**Work to be completed**
Return all entries precisely as they stand, without the images.

Position identification records:
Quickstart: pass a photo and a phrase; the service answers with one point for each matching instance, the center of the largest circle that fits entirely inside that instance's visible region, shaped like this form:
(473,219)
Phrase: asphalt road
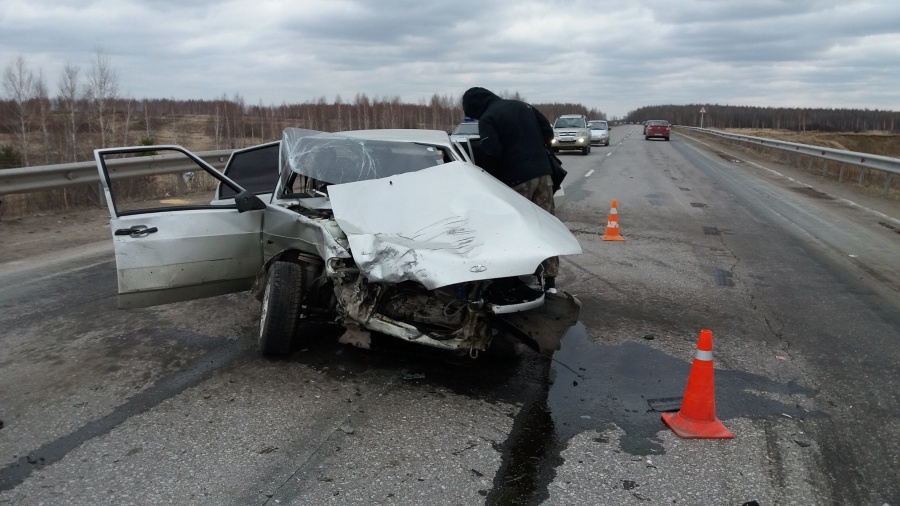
(800,287)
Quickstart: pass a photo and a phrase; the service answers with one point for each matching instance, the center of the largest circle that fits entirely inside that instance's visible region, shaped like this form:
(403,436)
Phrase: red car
(657,128)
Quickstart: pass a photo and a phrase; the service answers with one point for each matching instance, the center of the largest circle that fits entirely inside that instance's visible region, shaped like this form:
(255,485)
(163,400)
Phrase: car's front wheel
(280,308)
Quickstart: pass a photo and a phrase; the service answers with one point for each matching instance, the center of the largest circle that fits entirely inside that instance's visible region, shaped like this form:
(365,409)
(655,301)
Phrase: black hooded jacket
(513,134)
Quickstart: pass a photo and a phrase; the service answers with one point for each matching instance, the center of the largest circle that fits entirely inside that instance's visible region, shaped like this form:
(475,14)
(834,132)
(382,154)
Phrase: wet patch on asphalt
(595,387)
(811,192)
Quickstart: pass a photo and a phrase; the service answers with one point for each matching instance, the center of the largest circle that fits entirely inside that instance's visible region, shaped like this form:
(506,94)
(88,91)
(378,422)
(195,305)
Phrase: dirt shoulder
(39,234)
(870,199)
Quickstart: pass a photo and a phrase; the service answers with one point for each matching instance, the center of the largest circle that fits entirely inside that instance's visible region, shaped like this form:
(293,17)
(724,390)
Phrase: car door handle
(137,231)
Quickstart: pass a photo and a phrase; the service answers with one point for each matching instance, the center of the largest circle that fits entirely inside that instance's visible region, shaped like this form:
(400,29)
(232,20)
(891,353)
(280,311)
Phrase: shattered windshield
(334,159)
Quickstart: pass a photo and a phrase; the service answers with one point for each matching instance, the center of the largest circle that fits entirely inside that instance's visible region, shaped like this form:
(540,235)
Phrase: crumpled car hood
(447,224)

**Result below**
Quickstart: pass a photo and a phrase; the service answers with one point for each matching instance, the center of the largest circle that fits entirely inside that instance's visible region, shaped like this form:
(473,219)
Phrase: asphalt road
(800,287)
Quickstart: pass a photo and a phrase; the service answers with one point for each matching instance, the center of the largest circle that fits entirely inside that instance's visible region, shaped like this form:
(403,436)
Phrase: red car
(657,128)
Quickstart: pass a photo and a phrase; the service answers with one point for each matching instance, the center of the largest circle that fits entirely inside that instance's visible region, shaped like this form:
(255,485)
(163,400)
Phrase: car's front wheel
(280,308)
Quickstart: pass a photo and a phrase; the service answers with one point for each matching instance, the center of the largest circle that fits entirely inside that instance's visible region, shaped like this form:
(365,409)
(655,301)
Phrase: black hooded jacket
(513,134)
Quickstart: pass a photo and a phrase; the service answers with one point for each matching instance, the center of the largest circle that fits entirely inside that instance's visible region, shaped like this form:
(475,14)
(834,132)
(382,154)
Phrase: wet patch on asphalt
(595,387)
(811,192)
Quickstart: pass a photo and a phrase; the service answers with one point for each matching instance, the center of the largest circle that fits entirely inside that instance's visible region, shaped like this form:
(506,94)
(88,91)
(378,422)
(195,305)
Phrase: dirt shoulder
(39,234)
(870,199)
Quickstart: pass a photo and a phrase; the service answers with one point for each matching instance, the center of the largest circle that fits entirely inside that instance's visible region, shaped like this form:
(293,17)
(724,390)
Phrase: car door handle
(137,231)
Quickstart: pass a photo and a phrase; the service answers with one point for each matching instance, the center of the largest circle that fits entirely inside that instance's visible region, shaped like this form:
(400,29)
(232,20)
(891,353)
(280,311)
Phrase: shattered windshield
(334,159)
Quickstart: pass a photo and a phrase; the service answers with one point for each matching instance, the center of the largest circle that fits entirely inside that instance's visible region, shaped like this form:
(540,235)
Phrase: crumpled car hood
(447,224)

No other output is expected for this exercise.